WHAT THE TASK ASKS — Locate each line of the material below that contains the word "Query" and copy those lines out.

EXERCISE DATA —
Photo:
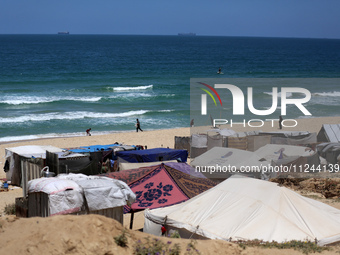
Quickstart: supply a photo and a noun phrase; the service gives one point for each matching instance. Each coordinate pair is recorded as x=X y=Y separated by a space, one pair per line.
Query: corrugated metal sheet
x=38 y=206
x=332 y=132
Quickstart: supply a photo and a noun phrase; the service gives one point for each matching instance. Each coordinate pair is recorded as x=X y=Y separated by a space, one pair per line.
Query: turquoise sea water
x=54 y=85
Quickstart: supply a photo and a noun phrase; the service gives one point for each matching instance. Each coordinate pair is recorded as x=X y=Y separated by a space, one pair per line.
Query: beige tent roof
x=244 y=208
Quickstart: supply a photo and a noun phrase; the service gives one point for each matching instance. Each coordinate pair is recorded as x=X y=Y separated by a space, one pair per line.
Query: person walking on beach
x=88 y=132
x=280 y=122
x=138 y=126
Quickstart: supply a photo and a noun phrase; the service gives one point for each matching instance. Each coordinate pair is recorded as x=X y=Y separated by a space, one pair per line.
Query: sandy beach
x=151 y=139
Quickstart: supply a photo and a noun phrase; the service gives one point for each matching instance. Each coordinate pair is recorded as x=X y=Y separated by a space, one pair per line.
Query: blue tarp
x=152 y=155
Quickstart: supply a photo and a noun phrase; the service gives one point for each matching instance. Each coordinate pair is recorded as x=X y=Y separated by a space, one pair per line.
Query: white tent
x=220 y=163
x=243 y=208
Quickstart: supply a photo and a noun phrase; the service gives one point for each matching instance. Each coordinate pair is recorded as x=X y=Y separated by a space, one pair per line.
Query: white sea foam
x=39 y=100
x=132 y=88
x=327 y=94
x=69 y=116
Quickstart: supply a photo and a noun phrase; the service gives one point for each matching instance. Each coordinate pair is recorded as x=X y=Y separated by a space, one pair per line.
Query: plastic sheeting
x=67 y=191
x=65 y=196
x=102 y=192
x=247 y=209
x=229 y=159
...
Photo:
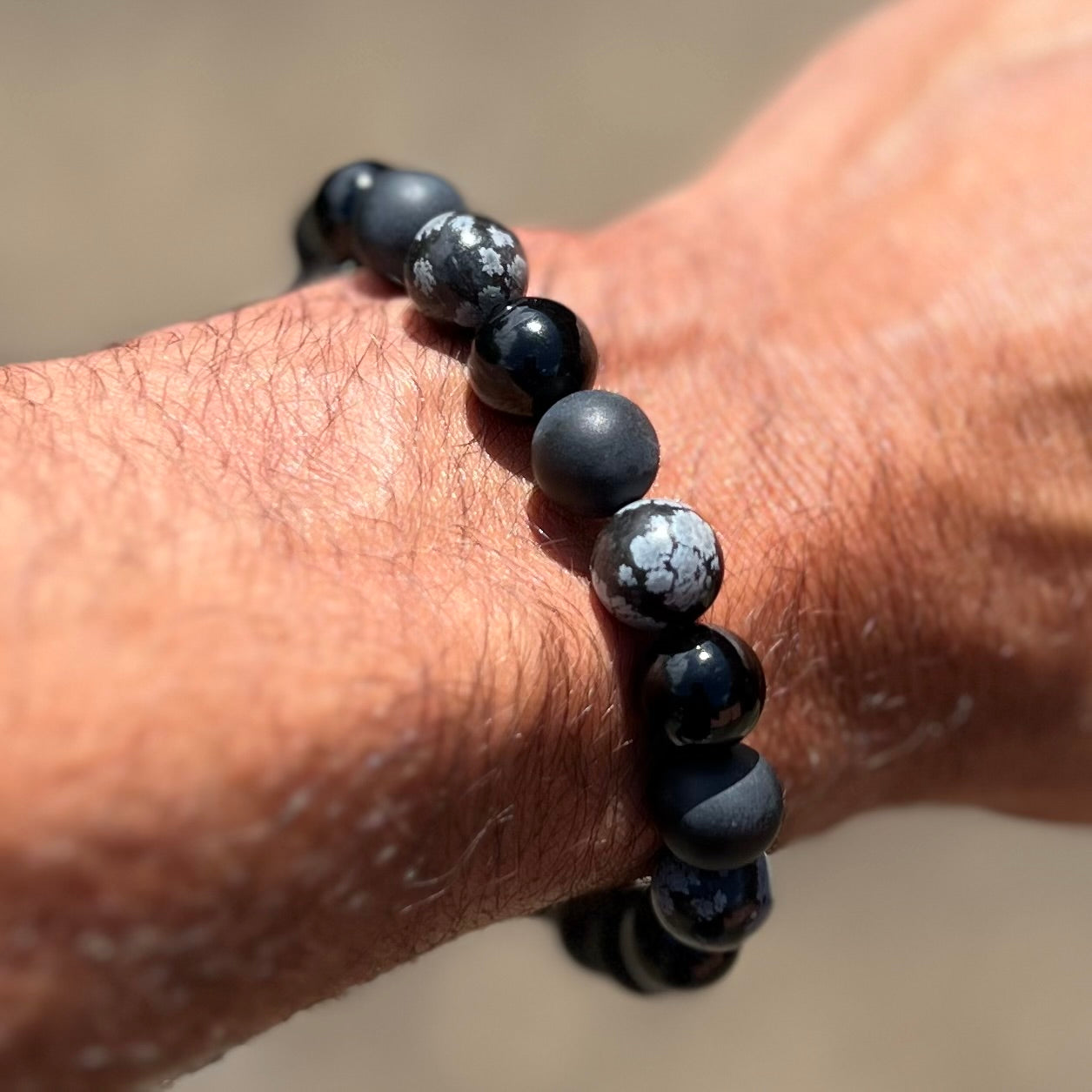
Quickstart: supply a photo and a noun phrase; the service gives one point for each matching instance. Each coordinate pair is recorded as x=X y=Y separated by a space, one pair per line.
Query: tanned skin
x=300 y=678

COMPLETED TASK —
Query: corrugated metal sheet
Query: turquoise sea water
Query: beige tent roof
Query: person walking on beach
Query: sandy beach
Query: blue tarp
Query: white tent
Query: white sea foam
Query: plastic sheeting
Query: tanned skin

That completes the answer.